→ PROBLEM SET
A - What career-high ATP singles ranking does the George Loffhagen article give for him?
B - Please write out the stretch of the George Loffhagen article from "- US Open: Q1" through "player (born 2001)", swapping "Highest ranking" for "Best ranking".

→ PAGE EXCERPT
_____
Grand Slam singles results
- Australian Open: Q3 (2026)
- Wimbledon: 1R (2023, 2025)
- US Open: Q1 (2025)

Doubles
- Career record: 0–0
- Career titles: 0
- Highest ranking: No. 1,144 (23 September 2019)

= George Loffhagen =

British tennis player (born 2001)

George Loffhagen (born 19 April 2001) is a British professional tennis player. He has a career-high ATP singles ranking of world No. 200 achieved on 27 October 2025. He has won two ATP Challenger and six ITF singles titles.

==Early life==
From Ealing, West London, he attended St Benedict’s School. From the age of eight he was coached by Jo Durie’s former coach Alan Jones and later his son Ryan Jones, and joined a tennis academy based at Chiswick and Northwood in Middlesex, run by David Felgate, where he was a regular practice partner of Jack Draper.

==Career==
Loffhagen competed in the boys' singles events in 2017 at Wimbledon and the US Open, reaching the third round in both. He also competed in the boys' doubles at those tournaments, partnering Jack Draper. He made his senior professional debut in an F6 Futures in Britain in September 2017. He became the first male tennis player born in 2001 to reach a professional final in May 2018, at an F1 Futures event in Uganda.

Loffhagen stepped away from tennis for a time saying that he "wasn’t enjoying it at that time" and "wanted to do something else. I worked in a pub, studied a bit, went to university… and then I played a couple of tournaments and enjoyed it again. I didn’t want to have regrets—so I decided to start again".

In April 2023, he won the ITF M25 Mysuru Open in India, defeating Australian Blake Ellis in the final. In May 2023, he won an M25 tournament held in Nottingham, for his second career title at that level in as many months. In June 2023 he secured his first win at the ATP Challenger level when he defeated top-150 ranked Finn Otto Virtanen at the 2023 Nottingham Open. He backed that win up with a victory over higher-ranked Shang Juncheng in the next round to make the quarterfinals in Nottingham. At No. 176 in the world, Juncheng started the match 238 places higher than Loffhagen.

He was awarded a wildcard for his Grand Slam tournament main-draw debut at the 2023 Wimbledon Championships, where he lost out to Holger Rune in straight sets in the first round. At the 2025 Wimbledon Championships, he was again given a wildcard into the main-draw where but lost to Pedro Martinez in four sets in the first round.
_____
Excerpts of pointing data
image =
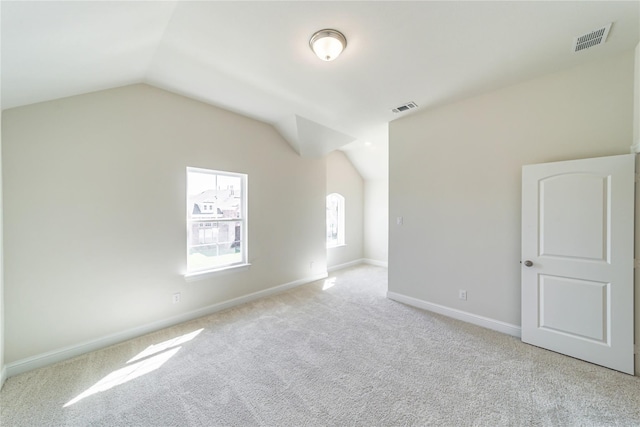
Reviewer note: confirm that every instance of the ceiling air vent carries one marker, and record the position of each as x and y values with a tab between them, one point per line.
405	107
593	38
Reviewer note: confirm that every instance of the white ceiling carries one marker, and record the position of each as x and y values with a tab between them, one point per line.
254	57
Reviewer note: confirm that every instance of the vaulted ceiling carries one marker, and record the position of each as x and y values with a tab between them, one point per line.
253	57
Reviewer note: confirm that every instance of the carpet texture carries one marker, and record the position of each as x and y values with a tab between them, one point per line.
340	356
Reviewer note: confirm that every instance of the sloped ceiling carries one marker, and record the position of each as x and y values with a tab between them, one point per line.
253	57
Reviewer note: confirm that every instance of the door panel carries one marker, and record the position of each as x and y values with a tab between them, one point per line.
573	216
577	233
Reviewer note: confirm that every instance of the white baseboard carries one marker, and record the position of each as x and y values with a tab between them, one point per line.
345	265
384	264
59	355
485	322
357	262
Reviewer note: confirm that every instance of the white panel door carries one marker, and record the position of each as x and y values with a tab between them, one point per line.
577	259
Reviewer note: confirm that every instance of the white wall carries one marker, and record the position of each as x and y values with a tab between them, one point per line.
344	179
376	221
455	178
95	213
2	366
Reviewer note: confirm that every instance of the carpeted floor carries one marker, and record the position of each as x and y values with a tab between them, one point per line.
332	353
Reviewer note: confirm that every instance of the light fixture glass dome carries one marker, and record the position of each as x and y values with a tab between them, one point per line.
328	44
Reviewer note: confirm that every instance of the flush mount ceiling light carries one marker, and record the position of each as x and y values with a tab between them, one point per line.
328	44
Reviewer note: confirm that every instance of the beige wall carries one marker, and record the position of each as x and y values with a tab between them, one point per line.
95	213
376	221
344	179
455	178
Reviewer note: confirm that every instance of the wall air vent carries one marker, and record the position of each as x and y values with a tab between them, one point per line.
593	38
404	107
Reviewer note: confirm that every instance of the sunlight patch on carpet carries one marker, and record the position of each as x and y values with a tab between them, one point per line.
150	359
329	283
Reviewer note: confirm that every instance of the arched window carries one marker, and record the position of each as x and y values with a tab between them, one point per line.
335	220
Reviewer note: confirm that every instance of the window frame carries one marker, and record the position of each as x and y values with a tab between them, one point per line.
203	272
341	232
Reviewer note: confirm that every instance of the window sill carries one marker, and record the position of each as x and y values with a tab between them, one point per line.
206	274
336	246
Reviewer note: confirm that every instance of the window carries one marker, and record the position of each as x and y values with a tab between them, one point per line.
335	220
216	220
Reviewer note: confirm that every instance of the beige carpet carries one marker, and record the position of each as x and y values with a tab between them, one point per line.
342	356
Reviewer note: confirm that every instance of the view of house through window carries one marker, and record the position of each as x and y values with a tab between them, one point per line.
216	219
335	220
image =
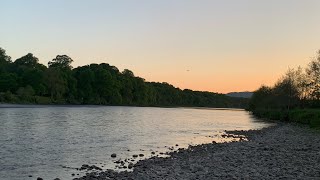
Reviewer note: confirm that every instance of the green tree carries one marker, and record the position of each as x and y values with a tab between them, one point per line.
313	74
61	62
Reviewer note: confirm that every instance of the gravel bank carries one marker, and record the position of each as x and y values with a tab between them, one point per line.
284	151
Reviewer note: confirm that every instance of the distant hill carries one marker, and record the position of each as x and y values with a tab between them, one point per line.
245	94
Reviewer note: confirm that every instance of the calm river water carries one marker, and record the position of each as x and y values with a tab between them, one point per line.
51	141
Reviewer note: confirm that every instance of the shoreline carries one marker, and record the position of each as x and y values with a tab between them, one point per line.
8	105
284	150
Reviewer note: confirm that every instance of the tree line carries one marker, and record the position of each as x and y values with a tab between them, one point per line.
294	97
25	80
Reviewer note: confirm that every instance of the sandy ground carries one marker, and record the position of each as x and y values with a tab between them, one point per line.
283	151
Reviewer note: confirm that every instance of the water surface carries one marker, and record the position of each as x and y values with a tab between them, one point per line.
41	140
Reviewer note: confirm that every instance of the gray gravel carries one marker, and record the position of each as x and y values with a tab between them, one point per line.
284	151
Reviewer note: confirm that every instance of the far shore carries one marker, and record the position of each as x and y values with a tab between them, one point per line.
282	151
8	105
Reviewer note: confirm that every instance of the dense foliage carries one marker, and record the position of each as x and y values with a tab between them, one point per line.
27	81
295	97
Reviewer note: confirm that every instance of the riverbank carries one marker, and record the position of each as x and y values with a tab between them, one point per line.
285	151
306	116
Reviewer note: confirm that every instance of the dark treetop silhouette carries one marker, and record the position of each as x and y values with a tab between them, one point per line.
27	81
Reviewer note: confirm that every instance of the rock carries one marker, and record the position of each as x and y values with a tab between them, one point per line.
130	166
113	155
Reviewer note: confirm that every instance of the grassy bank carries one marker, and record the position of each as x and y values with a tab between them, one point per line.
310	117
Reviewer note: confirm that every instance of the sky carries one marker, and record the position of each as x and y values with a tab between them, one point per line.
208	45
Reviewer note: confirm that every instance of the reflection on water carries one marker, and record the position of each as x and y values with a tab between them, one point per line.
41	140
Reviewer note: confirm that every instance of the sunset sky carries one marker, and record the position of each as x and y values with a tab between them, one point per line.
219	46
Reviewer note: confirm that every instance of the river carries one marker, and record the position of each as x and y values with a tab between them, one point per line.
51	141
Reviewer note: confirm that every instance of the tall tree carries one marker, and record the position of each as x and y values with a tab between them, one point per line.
_____
→ FINAL RESULTS
A - World No. 200, achieved on 27 October 2025.

B -
- US Open: Q1 (2025)

Doubles
- Career record: 0–0
- Career titles: 0
- Best ranking: No. 1,144 (23 September 2019)

= George Loffhagen =

British tennis player (born 2001)